■ Text section:
⟨
Detecting early functional damage in glaucoma suspect and ocular hypertensive patients with the multifocal VEP technique.J Glaucoma. 2006 Aug; 15(4):321-7.JG
To determine whether the multifocal visual evoked potential (mfVEP) technique can detect early functional damage in ocular hypertensive (OHT) and glaucoma suspect (GS) patients with normal standard achromatic automated perimetry (SAP) results.
PATIENTS AND METHODS
Twenty-five GS patients (25 eyes), 25 patients with OHT (25 eyes), and 50 normal controls (50 eyes) were enrolled in this study. All GS, OHT and normal control eyes had normal SAP as defined by a pattern standard deviation and mean deviation within the 95% confidence interval and a glaucoma hemifield test within normal limits on the Humphrey visual field 24-2 program. Eyes with GS had optic disc changes consistent with glaucoma with or without raised intraocular pressure (IOP), and eyes with OHT showed no evidence of glaucomatous optic neuropathy and IOPs >or=22 mm Hg. Monocular mfVEPs were obtained from both eyes of each subject using a pattern-reversal dartboard array with 60 sectors. The entire display had a radius of 22.3 degrees. The mfVEPs, for each eye, were defined as abnormal when either the monocular or interocular probability plot had a cluster of 3 or more contiguous points with P<0.05 and at least 2 of these points with P<0.01.
The mfVEP results were abnormal in 4% of the eyes from normal subjects. Abnormal mfVEPs were detected in 20% of the eyes of GS patients and 16% of the eyes of OHT patients. Significantly more mfVEP abnormalities were detected in GS patients than in normal controls. However, there was no significant difference in mfVEP results between OHT patients and normal controls.
The mfVEP technique can detect visual field deficits in a minority of eyes with glaucomatous optic disks and normal SAP results.
⟩
■ Raw data:
⟨
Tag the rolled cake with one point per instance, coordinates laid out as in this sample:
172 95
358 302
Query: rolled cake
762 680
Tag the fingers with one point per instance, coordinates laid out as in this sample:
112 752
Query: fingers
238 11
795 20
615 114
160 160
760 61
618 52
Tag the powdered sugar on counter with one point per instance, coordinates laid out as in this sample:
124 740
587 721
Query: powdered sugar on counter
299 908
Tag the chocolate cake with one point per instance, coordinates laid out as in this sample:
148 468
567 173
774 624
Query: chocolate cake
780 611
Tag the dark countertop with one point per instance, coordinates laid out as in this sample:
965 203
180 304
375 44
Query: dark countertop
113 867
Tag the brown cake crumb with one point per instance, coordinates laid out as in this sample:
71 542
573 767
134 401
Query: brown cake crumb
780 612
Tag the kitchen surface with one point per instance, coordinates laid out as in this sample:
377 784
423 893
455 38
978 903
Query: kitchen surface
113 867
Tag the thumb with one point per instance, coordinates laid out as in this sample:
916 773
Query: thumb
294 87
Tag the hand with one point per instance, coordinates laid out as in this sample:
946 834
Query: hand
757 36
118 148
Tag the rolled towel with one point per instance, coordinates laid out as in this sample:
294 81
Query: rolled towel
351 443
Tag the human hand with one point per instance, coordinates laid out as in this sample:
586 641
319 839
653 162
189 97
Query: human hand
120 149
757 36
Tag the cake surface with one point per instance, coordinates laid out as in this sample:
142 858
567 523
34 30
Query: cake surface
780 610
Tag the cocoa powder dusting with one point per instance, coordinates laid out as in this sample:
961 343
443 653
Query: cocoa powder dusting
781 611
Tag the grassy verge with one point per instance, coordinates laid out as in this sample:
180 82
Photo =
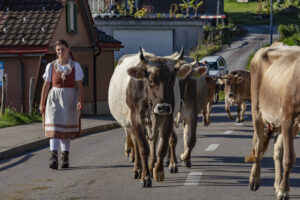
⟩
■ Try it: Reproduce the passage of the glaucoma study abstract from "The mfVEP results" up to and including "normal SAP results.".

■ Completed task:
The mfVEP results were abnormal in 4% of the eyes from normal subjects. Abnormal mfVEPs were detected in 20% of the eyes of GS patients and 16% of the eyes of OHT patients. Significantly more mfVEP abnormalities were detected in GS patients than in normal controls. However, there was no significant difference in mfVEP results between OHT patients and normal controls.
The mfVEP technique can detect visual field deficits in a minority of eyes with glaucomatous optic disks and normal SAP results.